- _Source text_

○ ○ ○ ○ ○

Reaching 100M MQTT Connections With EMQX 5.0

The ever-increasing scale of IoT device connections and deployments requires IoT messaging platforms to be massively scalable and robust at scale. To stress-test the scalability of our open-source MQTT messaging broker, EMQX, we established 100 million MQTT connections to a 23-node EMQX cluster.

In this test, each MQTT client subscribed to a unique non-wildcard topic. When publishing, we chose a 1-to-1 publisher/subscriber topology for a low, constant publishing rate of 90k messages per second, then provoked a burst of messages and reached 1M messages processed per second at peak. We also compared how the increasing cluster size affected the maximum subscription rate using two different database backends: running in RLOG mode and plain Mnesia. Here we will detail our setup and some of the challenges we faced along the way.


EMQX is an open-source, highly scalable, and distributed MQTT messaging broker written in Erlang/OTP that can support millions of concurrent clients. As such, there is a need to persist and replicate various data among the cluster nodes; for example, MQTT topics and their subscribers, routing information, ACL rules, various configurations, and many more. Since its beginning, EMQX has used Mnesia as the database backend for such needs.

Mnesia is an embedded ACID distributed database that comes with Erlang/OTP. It uses a full-mesh peer-to-peer Erlang distribution for transaction coordination and replication. Because of this characteristic, it has trouble scaling horizontally: the more nodes and replicas of the data there are, the bigger the overhead for write-transaction coordination and the bigger the risk of split-brain scenarios.

○ ○ ○ ○ ○

- _Written exercise A_
In the EMQX scaling article, how many nodes did the cluster that handled 100 million MQTT connections have?
- _Written exercise B_
Pick up the EMQX scaling article right after its last sentence and keep writing it.

- _Available data_

○ ○ ○ ○ ○

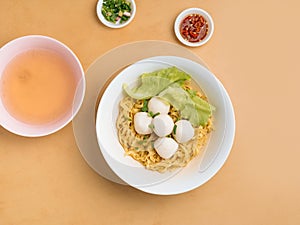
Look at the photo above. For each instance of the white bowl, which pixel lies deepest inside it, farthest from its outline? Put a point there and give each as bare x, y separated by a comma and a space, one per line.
113, 25
186, 13
130, 170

○ ○ ○ ○ ○

- _Final answer A_
23 nodes.

- _Final answer B_
In EMQX 5.0, we attempted to mitigate this issue in a new DB mode called RLOG (as in “replication log”), which is implemented in Mria. Mria is an extension to the Mnesia database that helps it scale horizontally by defining two types of nodes:

  1. Core nodes, which behave as usual Mnesia nodes and participate in write transactions

  2. Replicant nodes, which do not take part in transactions, but instead delegate those to core nodes, while keeping a read-only replica of the data locally

This helps to reduce the risk of split-brain scenarios and lessens the coordination needed for transactions since fewer nodes participate in them while keeping read-only data access fast as it is available locally in all nodes.

Before deciding to make this DB backend our new default, we needed to stress test it and verify that it did indeed scale well horizontally. To that end, we performed tests in which a 23-node EMQX cluster sustained 100 million concurrent connections, divided in half between publishers and subscribers, and published messages at a constant rate in a one-to-one fashion, and also with an aggressive burst. We also compared the RLOG DB mode to conventional Mnesia performance and confirmed that RLOG can indeed sustain higher arrival rates than Mnesia.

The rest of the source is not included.